- TASK PROMPT:
All entries need to be written out again exactly, without their pictures.

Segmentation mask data
▼▼▼
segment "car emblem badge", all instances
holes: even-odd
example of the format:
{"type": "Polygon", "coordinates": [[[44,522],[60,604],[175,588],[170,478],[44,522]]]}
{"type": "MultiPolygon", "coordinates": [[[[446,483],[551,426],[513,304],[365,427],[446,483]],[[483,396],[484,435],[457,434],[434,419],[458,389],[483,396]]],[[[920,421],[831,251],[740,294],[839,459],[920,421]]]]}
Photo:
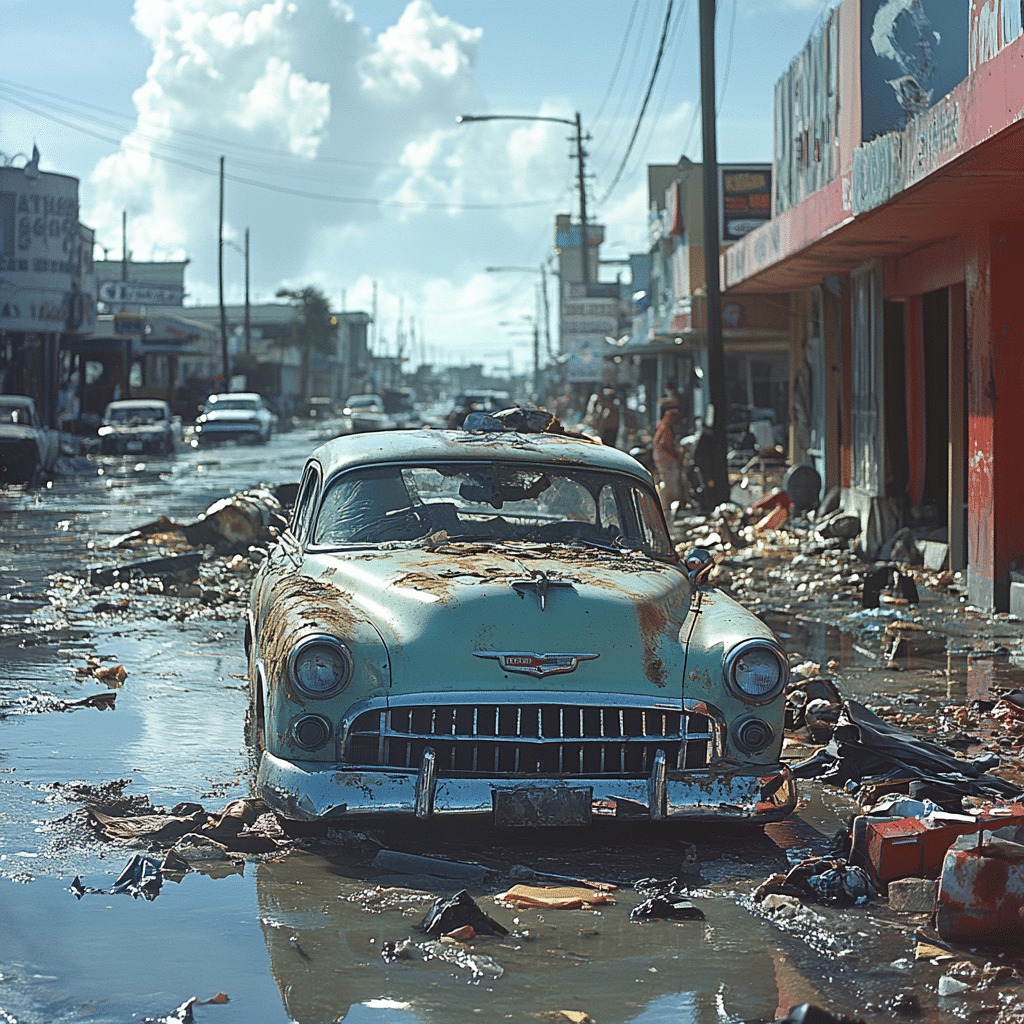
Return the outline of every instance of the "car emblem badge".
{"type": "Polygon", "coordinates": [[[581,661],[593,661],[599,654],[533,654],[530,651],[474,651],[477,658],[493,658],[506,672],[527,676],[557,676],[575,672],[581,661]]]}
▲▲▲
- TASK SOLUTION:
segment "car emblem badge", all instances
holes: even-odd
example of the format:
{"type": "Polygon", "coordinates": [[[44,522],[60,604],[175,588],[170,478],[44,522]]]}
{"type": "MultiPolygon", "coordinates": [[[[446,483],[551,426],[513,304],[365,427],[446,483]],[[483,396],[484,435],[457,434],[434,419],[458,389],[483,396]]],[[[920,421],[831,251],[740,294],[839,459],[920,421]]]]}
Photo:
Return the outline of every instance of the "car emblem badge".
{"type": "Polygon", "coordinates": [[[581,661],[593,661],[599,654],[533,654],[530,651],[474,651],[477,658],[493,658],[506,672],[527,676],[557,676],[575,672],[581,661]]]}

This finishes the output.